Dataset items
○ ○ ○ ○ ○ ○ ○
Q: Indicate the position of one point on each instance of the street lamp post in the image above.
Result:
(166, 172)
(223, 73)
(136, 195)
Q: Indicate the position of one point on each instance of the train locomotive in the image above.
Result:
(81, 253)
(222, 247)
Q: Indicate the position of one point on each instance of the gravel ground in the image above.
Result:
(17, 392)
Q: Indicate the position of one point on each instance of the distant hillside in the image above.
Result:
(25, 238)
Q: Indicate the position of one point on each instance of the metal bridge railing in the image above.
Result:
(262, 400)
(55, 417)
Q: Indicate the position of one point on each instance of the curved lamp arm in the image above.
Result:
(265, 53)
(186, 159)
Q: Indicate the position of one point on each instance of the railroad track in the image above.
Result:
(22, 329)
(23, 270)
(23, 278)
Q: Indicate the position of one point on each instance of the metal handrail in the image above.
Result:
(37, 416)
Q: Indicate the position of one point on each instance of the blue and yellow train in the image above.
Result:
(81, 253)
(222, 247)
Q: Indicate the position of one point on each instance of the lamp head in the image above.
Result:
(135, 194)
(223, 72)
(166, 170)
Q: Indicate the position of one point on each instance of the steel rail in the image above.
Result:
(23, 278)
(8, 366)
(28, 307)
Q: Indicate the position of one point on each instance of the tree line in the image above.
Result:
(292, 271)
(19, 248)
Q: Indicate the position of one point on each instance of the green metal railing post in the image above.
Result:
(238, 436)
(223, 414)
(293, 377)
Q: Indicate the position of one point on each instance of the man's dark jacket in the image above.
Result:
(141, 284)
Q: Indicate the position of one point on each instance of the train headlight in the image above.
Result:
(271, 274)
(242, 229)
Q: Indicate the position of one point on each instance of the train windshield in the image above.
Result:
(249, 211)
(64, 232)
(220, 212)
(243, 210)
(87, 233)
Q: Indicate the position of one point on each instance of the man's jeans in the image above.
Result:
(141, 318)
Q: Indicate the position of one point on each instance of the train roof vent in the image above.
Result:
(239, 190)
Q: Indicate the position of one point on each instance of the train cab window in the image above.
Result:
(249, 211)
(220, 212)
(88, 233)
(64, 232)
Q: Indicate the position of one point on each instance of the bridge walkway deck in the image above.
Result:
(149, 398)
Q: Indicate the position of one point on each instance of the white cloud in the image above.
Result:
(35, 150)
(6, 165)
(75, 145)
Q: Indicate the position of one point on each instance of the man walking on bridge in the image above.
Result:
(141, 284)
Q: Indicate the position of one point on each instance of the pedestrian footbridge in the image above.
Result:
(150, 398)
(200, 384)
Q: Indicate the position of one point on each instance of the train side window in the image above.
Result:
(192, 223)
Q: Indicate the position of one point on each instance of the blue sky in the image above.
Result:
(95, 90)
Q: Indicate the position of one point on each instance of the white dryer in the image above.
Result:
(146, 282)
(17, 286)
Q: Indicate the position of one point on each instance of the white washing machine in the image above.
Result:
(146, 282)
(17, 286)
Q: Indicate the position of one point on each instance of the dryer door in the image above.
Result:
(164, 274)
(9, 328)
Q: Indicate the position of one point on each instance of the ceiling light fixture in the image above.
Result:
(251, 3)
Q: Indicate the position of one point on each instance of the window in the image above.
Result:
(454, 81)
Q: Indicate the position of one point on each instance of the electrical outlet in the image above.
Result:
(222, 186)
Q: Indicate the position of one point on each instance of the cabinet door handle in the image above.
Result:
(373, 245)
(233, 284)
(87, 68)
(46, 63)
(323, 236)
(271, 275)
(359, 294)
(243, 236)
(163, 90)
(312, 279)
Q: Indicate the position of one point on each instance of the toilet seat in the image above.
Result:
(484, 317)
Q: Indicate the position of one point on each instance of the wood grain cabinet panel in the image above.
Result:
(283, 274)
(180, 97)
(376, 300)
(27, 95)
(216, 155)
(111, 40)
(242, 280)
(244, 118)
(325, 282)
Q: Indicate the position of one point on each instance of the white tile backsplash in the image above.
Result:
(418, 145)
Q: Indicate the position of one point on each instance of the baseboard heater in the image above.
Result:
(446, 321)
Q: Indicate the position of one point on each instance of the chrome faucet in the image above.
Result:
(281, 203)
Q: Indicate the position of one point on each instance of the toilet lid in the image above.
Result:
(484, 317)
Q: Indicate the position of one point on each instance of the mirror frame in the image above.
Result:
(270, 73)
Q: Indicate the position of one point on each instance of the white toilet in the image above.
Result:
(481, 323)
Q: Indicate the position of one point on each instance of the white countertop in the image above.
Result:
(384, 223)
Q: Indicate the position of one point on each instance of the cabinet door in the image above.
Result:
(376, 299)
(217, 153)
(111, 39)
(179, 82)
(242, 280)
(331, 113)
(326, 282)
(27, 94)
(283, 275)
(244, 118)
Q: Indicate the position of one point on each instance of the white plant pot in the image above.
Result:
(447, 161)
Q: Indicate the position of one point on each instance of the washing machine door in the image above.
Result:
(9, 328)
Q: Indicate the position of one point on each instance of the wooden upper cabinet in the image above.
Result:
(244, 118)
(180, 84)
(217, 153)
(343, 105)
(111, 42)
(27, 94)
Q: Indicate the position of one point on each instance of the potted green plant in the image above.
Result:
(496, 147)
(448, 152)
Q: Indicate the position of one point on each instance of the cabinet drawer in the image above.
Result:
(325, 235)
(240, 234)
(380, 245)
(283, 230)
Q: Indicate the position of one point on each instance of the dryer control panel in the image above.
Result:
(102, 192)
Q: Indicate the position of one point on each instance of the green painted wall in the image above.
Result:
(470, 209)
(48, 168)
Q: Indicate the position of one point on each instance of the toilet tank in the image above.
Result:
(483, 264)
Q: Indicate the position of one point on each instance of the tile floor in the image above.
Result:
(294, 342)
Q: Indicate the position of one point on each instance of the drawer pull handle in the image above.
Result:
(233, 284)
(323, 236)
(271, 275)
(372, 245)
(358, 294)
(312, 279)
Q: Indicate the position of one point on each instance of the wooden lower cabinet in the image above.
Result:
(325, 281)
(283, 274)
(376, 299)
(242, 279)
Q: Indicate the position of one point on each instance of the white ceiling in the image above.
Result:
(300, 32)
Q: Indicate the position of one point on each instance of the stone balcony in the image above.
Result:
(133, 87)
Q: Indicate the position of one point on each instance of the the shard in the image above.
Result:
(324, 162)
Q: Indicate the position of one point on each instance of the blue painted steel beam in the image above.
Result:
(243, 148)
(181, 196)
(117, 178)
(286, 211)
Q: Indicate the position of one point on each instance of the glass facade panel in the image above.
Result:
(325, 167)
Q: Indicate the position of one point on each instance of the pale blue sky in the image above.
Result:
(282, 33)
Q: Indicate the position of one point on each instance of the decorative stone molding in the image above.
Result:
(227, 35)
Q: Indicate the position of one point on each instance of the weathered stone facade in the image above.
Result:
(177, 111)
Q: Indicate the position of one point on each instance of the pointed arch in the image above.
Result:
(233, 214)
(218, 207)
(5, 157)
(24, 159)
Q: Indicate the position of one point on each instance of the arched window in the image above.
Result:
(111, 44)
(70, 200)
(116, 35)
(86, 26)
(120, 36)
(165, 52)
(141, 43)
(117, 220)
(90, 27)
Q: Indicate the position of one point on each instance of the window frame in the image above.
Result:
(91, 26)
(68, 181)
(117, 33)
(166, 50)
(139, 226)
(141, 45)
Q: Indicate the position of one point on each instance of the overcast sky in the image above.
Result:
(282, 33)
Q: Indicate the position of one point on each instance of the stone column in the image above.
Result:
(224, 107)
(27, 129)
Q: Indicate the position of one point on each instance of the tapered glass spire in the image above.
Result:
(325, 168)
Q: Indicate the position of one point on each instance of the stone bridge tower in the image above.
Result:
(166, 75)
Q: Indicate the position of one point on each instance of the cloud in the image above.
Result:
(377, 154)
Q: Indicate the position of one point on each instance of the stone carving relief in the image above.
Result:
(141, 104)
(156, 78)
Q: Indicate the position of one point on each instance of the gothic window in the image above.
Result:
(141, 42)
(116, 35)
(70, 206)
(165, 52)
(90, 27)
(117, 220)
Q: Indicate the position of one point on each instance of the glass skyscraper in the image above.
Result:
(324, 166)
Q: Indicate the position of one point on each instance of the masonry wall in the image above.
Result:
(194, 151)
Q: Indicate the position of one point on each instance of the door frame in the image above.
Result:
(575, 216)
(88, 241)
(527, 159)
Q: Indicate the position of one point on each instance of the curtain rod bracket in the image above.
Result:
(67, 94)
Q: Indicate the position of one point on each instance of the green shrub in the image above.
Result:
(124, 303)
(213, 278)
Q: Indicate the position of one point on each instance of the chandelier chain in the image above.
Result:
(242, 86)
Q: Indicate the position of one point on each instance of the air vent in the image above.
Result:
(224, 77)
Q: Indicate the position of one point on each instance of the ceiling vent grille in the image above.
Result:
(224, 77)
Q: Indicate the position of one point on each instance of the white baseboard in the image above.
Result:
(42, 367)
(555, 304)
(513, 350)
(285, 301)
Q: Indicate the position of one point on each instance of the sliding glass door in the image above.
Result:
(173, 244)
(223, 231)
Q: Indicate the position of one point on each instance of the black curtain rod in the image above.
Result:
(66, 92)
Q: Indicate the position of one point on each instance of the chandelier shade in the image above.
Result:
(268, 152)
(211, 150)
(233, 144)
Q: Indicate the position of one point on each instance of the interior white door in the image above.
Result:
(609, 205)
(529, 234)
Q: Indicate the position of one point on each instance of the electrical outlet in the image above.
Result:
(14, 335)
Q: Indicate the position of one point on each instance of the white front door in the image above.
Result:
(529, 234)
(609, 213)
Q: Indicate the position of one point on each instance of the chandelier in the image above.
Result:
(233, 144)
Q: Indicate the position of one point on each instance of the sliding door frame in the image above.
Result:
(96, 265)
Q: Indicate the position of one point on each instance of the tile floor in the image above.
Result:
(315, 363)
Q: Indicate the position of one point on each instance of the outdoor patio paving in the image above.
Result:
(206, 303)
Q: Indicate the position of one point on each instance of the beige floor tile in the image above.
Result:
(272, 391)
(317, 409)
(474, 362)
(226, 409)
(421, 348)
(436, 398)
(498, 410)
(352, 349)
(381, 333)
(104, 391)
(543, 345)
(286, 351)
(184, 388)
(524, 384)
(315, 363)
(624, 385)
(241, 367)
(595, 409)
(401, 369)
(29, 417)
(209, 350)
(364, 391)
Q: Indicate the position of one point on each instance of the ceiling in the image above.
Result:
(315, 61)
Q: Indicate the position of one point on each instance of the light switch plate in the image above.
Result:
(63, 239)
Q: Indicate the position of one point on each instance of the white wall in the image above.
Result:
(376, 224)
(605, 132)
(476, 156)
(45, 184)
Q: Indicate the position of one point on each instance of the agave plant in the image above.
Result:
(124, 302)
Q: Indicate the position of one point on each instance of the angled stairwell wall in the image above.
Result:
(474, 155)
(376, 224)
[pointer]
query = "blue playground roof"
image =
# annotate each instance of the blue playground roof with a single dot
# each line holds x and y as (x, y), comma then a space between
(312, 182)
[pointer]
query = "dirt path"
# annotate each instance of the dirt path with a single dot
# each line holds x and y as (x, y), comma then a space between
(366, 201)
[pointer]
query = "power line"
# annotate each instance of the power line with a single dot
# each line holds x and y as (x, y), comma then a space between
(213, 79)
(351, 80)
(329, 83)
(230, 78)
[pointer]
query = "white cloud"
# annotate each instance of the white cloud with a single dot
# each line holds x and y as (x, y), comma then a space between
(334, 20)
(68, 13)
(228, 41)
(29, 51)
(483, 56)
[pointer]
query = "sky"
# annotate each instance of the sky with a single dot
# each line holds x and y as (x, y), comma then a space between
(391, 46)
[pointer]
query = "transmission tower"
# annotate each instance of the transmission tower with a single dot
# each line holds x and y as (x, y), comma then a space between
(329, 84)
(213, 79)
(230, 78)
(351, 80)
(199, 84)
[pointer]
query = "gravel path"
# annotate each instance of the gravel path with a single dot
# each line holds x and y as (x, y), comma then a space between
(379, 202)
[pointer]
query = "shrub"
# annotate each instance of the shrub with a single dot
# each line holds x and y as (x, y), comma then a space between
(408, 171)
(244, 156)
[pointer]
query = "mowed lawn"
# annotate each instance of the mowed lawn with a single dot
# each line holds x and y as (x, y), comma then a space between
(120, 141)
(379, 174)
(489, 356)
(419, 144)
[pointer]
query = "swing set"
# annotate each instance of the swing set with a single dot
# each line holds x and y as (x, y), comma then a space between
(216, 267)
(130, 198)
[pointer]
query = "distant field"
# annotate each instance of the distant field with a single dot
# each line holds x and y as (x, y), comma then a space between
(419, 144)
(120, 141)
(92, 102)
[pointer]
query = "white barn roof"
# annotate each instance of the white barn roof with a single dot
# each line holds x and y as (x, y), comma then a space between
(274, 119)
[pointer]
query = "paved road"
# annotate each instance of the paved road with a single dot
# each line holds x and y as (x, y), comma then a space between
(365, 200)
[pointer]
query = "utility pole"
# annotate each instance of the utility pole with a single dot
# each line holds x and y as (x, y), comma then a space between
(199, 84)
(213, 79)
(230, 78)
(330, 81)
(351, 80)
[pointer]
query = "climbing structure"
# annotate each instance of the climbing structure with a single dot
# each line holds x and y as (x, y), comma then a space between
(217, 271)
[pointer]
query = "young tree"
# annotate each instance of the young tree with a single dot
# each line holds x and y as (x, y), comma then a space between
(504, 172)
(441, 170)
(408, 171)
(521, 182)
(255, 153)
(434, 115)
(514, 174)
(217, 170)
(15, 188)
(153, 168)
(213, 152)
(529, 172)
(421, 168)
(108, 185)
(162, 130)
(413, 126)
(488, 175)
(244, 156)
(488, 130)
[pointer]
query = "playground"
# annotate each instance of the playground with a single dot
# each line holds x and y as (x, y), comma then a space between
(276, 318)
○ ○ ○ ○ ○ ○ ○
# Problem
The lines you return should be those above that contain the word "field", every one of them.

# Written response
query = "distant field"
# annotate each instance of the distant field with a single dot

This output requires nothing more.